DATA FOR REVIEW: Begin

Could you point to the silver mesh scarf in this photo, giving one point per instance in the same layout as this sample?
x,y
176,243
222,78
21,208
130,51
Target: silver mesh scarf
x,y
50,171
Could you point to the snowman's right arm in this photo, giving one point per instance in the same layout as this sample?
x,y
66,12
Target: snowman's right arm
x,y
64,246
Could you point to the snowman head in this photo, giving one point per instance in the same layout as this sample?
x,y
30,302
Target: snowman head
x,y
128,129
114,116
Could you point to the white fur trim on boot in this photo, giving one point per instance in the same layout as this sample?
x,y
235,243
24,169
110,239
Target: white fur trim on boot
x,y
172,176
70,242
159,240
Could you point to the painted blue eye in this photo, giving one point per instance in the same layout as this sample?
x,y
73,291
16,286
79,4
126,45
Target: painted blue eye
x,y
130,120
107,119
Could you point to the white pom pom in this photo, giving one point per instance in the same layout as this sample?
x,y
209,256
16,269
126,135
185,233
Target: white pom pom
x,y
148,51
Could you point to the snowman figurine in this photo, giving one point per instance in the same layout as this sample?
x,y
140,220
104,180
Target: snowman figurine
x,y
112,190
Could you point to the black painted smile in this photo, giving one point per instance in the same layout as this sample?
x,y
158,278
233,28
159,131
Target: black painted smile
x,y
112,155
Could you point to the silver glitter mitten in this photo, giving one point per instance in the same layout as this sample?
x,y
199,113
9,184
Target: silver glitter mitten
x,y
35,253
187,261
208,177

DATA FOR REVIEW: End

_EXERCISE GOAL_. Print the data again exactly.

_EXERCISE RESPONSE_.
Could you point to the silver mesh scarf in this photo, giving one point per instance in the same layout as this sample?
x,y
176,243
222,78
21,208
130,51
Target: silver mesh scarf
x,y
50,171
Could you point to the snowman's right arm in this photo, giving one point per instance in the same layout as this sample?
x,y
66,12
Target: snowman's right arm
x,y
64,246
Could you point to the snowman head in this photo, giving one point per instance in the same layout as this sample?
x,y
30,302
Target: snowman head
x,y
128,129
114,116
Could you point to the white fur trim on boot in this photo, giving one point per instance in the same layout as this sample?
x,y
235,243
24,169
110,239
Target: white fur trim on boot
x,y
172,176
70,242
159,240
Could you point to the painted blue eye in this photo, giving one point per instance in the same layout as this sample?
x,y
73,291
16,286
79,4
126,45
Target: painted blue eye
x,y
130,120
107,119
Could you point to the white pom pom in this photo, giving one point per instance in the same layout as this sample?
x,y
209,256
16,269
126,135
185,233
Target: white pom pom
x,y
148,51
Could you point to the snowman figurine in this photo, giving one point per instance in the same layout as this sample?
x,y
140,220
104,180
Target: snowman figurine
x,y
112,190
Could you point to the black painted smile in this photo, giving one point per instance in the same layout as this sample?
x,y
158,278
233,28
159,131
Target: black painted smile
x,y
112,155
Could you point to the silver glitter mitten in this photo, giving one point per instance in the same layout as this sample?
x,y
199,113
9,184
Target: silver glitter mitten
x,y
35,253
187,261
208,177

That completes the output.